• **SHORT EXERCISE A**: From the collection entries below, copy only the part that opens with the line containing "Where can you find the background" and closes at the end of the entries, request lines included, and add 114 to every coordinate in the marker answers.

• **TEXT TO READ**:
○ ○ ○ ○ ○
Shefski’s bottle pick is from one of the most respected producers of Muscat de Beaumes-de-Venise: Domaine de Durban. The hillside vineyards lie on the site of a former Roman healing springs, and the winemaker prides itself on its traditional processes.
While it is typically served as an apéritif, Shefski also likes the Muscat de Beaumes-de-Venise as a more unconventional, affordable option for pairing with foie gras.
“You’ll get notes of pear and it’s got this incredible light character to it,” he says. “It has an exclusive feel.”
Featured wine: 1997 Château d’Yquem
“There’s a reason why this is a classic,” says Courtney Schiessl, a former sommelier at some of New York City’s top restaurants and the tastings editor at VinePair, a wine, beer and spirits website. “Sauternes produces some of the most epic, layered, long-lived … dessert wines around.”
Sauternes, from the Sauternes region of the Graves wine growing area of Bordeaux, France, is one of the wine world’s most important and exclusive varieties. It’s produced with the help of Botrytis cinerea, or noble rot, a fruit fungus that attacks the sauvignon blanc and sémillon grapes, causing them to dehydrate and shrivel. While detrimental to other wine producers, the resulting concentration of sugars is key for dessert wine, and the microclimate of Sauternes creates ideal conditions for the fungus.
The sweet, golden wine has notes of honey, apricot and tropical fruit and is classically paired with foie gras to play off the earthiness that comes with age. The Château d’Yquem is often considered the holy grail of this type of wine. The winery, which was one of Thomas Jefferson’s favorites, dates to 1593 and is known for vintages of its Sauternes.
For a taste of the Sauternes, Colt & Alison serves the 1997 Château d’Yquem on the Coravin system, which allows you to pour a glass of wine without uncorking the bottle. “It gets darker in color as it ages, and the ‘97 is starting to turn on darker side, with this viscous, oily look to it,” Shefski says of the bottle.
If you’re looking beyond the traditional foie gras pairing, Shefski also recommends the restaurant’s classic bananas Foster dish, flambéed tableside, to pair with the Sauternes. “With that flambé, there’s an aroma that surrounds the table and it becomes an experience in and of itself,” he says.
○ ○ ○ ○ ○
• **Collection entries**:
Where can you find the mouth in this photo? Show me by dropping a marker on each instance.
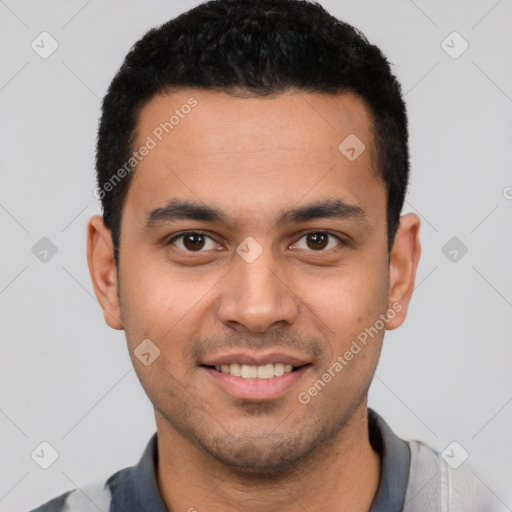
(266, 371)
(257, 378)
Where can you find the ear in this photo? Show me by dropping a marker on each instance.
(405, 255)
(102, 268)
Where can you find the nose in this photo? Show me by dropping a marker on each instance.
(256, 296)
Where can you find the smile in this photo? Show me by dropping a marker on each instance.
(267, 371)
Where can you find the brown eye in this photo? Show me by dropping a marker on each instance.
(192, 242)
(317, 240)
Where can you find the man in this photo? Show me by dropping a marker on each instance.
(252, 164)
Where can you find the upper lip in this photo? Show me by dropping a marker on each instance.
(254, 359)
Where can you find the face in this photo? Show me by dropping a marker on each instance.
(251, 245)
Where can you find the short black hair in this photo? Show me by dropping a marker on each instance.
(262, 47)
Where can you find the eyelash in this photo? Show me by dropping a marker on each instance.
(202, 233)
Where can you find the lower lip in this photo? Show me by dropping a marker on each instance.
(257, 389)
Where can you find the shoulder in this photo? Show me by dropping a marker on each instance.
(436, 485)
(90, 498)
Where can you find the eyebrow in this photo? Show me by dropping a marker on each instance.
(177, 209)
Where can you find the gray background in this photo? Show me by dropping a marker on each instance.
(66, 378)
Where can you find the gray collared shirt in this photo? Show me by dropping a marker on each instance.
(414, 478)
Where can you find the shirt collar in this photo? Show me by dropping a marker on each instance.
(136, 488)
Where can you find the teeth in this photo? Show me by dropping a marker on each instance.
(246, 371)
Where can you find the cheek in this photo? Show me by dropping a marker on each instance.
(350, 299)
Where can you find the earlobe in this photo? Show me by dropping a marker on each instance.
(102, 268)
(405, 255)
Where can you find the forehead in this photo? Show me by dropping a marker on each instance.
(250, 154)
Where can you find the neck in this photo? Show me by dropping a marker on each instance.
(342, 475)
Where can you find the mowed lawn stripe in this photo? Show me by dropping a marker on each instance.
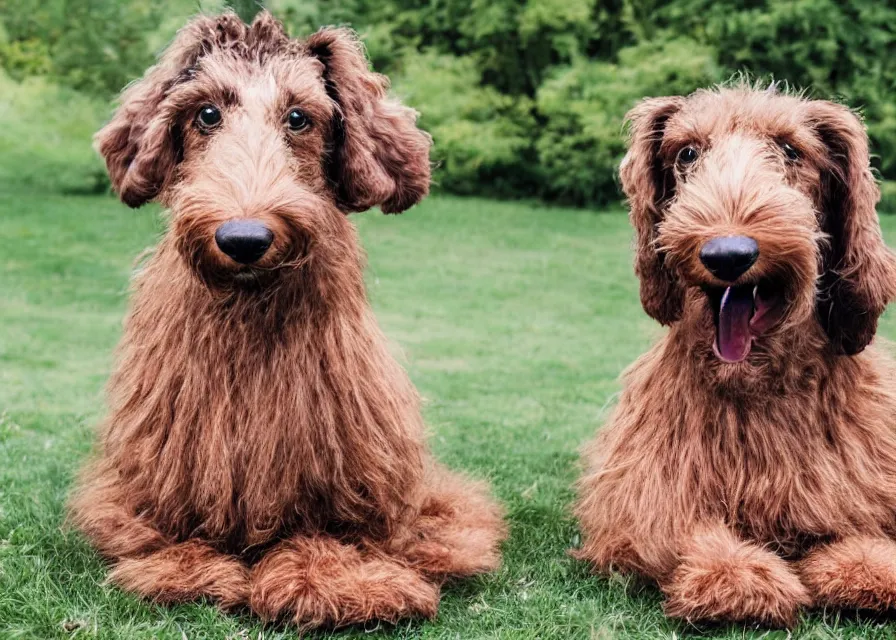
(513, 319)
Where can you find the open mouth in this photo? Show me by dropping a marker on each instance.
(742, 314)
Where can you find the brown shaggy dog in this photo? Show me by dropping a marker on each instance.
(263, 448)
(750, 466)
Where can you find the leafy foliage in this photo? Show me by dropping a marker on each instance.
(523, 97)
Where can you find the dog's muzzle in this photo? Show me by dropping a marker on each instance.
(245, 241)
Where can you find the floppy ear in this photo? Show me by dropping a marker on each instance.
(379, 156)
(141, 144)
(859, 271)
(649, 186)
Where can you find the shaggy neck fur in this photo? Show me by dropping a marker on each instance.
(284, 407)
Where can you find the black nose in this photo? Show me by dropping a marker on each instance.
(730, 257)
(244, 240)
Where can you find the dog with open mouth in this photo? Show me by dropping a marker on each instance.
(749, 468)
(263, 447)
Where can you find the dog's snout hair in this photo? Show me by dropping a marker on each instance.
(263, 447)
(748, 467)
(240, 121)
(791, 173)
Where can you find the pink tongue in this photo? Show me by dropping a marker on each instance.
(734, 340)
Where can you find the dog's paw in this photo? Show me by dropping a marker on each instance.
(320, 587)
(182, 573)
(856, 573)
(723, 579)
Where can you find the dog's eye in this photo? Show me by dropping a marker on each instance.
(208, 118)
(792, 154)
(296, 120)
(687, 156)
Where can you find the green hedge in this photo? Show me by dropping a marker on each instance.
(523, 97)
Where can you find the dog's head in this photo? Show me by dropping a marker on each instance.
(764, 203)
(259, 144)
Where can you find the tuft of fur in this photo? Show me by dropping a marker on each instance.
(793, 449)
(263, 447)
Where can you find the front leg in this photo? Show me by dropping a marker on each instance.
(853, 573)
(726, 579)
(148, 563)
(320, 581)
(458, 531)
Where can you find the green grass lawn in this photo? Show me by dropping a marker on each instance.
(513, 320)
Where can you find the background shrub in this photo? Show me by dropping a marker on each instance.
(524, 98)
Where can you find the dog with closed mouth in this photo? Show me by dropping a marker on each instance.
(750, 466)
(263, 448)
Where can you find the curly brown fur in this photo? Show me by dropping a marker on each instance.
(255, 410)
(789, 447)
○ ○ ○ ○ ○
• **SHORT EXERCISE B**:
Answer from the dessert wine passage above:
(i) Which two grape varieties does noble rot attack?
(ii) What year does the Château d'Yquem winery date to?
(iii) What system does Colt & Alison use to serve the 1997 Château d'Yquem?

• **FINISHED ANSWER A**:
Where can you find the background shrub in this photo? Show me by dropping a marker on each instance.
(638, 212)
Where can you find the dog with closed mouth in this photo? Show me by dropping a marker on each instance.
(864, 580)
(377, 562)
Where can you find the curly brown fur in this photo? Show me by dropping a marker on each instance.
(369, 524)
(903, 561)

• **FINISHED ANSWER B**:
(i) Sauvignon blanc and sémillon
(ii) 1593
(iii) The Coravin system